**WHAT THE TASK REQUIRES**
Turn the records into a JSON list of strings, from the line containing "Tag the man's arm" through the last line of the records, with one string per line and blank lines omitted.

-- Start EXCERPTED RECORDS --

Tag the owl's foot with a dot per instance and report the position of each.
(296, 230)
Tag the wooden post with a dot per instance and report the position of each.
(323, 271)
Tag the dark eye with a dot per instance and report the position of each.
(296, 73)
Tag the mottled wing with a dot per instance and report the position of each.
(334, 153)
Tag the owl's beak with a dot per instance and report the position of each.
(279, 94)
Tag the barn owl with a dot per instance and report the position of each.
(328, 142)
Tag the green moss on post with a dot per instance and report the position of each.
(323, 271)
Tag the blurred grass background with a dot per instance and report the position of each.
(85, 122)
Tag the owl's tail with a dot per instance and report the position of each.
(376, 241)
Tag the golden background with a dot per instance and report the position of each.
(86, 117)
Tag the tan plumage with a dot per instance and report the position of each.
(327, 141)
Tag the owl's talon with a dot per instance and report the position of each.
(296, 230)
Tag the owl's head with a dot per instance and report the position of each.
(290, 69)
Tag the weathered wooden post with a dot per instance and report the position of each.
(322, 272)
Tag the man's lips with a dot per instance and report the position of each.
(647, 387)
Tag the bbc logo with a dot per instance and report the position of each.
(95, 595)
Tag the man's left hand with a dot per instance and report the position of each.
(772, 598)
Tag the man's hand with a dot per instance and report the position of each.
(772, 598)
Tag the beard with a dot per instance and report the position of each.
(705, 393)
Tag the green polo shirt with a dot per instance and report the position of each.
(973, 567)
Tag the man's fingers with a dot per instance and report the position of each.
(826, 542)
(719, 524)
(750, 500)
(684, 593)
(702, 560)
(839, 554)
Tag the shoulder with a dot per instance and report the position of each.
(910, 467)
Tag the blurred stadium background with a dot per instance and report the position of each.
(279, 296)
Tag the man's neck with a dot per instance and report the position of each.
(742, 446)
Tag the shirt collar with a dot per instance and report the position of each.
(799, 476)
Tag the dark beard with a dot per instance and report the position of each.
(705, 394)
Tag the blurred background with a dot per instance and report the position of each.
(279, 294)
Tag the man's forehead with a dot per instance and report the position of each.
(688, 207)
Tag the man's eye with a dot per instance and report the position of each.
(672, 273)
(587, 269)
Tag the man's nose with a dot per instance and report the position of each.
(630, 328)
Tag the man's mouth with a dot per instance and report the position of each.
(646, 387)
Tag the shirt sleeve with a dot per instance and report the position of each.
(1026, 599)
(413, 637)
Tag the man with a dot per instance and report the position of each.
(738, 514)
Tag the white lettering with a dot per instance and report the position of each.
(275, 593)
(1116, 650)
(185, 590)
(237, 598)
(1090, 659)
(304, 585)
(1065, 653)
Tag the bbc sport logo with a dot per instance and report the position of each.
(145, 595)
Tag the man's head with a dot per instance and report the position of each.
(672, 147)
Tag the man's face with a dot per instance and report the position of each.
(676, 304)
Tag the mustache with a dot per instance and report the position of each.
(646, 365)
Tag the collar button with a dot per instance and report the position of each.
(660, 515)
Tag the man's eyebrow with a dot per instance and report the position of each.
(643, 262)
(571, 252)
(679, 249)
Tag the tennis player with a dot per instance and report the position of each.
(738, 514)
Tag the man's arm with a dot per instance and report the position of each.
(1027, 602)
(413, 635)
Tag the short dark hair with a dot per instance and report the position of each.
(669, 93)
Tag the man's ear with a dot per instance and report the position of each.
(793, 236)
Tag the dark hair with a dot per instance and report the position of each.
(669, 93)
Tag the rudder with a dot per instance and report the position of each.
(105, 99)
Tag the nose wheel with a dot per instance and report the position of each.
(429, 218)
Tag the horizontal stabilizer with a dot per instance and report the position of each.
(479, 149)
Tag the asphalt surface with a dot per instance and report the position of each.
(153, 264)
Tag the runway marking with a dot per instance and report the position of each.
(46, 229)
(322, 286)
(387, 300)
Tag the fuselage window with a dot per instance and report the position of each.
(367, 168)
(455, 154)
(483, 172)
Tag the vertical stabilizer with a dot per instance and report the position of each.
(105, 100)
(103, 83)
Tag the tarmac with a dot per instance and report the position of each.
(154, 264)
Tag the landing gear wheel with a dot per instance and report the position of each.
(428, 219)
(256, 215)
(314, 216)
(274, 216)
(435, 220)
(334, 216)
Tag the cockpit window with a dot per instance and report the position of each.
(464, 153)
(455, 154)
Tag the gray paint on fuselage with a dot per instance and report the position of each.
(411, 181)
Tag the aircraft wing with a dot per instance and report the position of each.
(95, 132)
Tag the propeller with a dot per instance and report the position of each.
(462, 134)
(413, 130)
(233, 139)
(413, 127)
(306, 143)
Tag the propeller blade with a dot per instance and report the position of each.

-- End EXCERPTED RECORDS --

**EXPECTED ANSWER**
[
  "Tag the man's arm with a dot per instance and report the position of each.",
  "(1027, 602)",
  "(413, 635)",
  "Tag the short dark hair with a dot per instance and report the position of each.",
  "(669, 93)",
  "Tag the man's ear with a dot per instance and report the position of each.",
  "(793, 236)",
  "Tag the dark hair with a dot per instance and report the position of each.",
  "(669, 93)",
  "Tag the rudder with a dot per instance and report the position of each.",
  "(105, 99)",
  "Tag the nose wheel with a dot per instance and report the position of each.",
  "(429, 218)",
  "Tag the horizontal stabilizer with a dot per instance and report the position of each.",
  "(479, 149)",
  "Tag the asphalt surface with a dot per instance and report the position of each.",
  "(153, 264)",
  "Tag the runway marking with a dot per instance and report the position of each.",
  "(46, 229)",
  "(322, 286)",
  "(387, 300)",
  "Tag the fuselage window with a dot per instance and report the position of each.",
  "(367, 168)",
  "(455, 154)",
  "(483, 172)",
  "Tag the vertical stabilizer with a dot per instance and report the position of each.",
  "(105, 100)",
  "(103, 83)",
  "Tag the tarmac with a dot per instance and report the position of each.",
  "(154, 264)",
  "Tag the landing gear wheel with a dot per instance and report the position of each.",
  "(428, 219)",
  "(256, 215)",
  "(314, 216)",
  "(274, 216)",
  "(435, 220)",
  "(334, 216)",
  "Tag the cockpit window with a dot per instance and report the position of each.",
  "(464, 153)",
  "(455, 154)",
  "Tag the gray paint on fuselage with a dot per instance and report the position of each.",
  "(411, 181)",
  "Tag the aircraft wing with a dot per instance and report the position of each.",
  "(95, 132)",
  "Tag the propeller with a dot per instance and report the position of each.",
  "(462, 134)",
  "(413, 130)",
  "(233, 139)",
  "(413, 127)",
  "(306, 143)",
  "Tag the propeller blade with a dot per instance and report the position of each."
]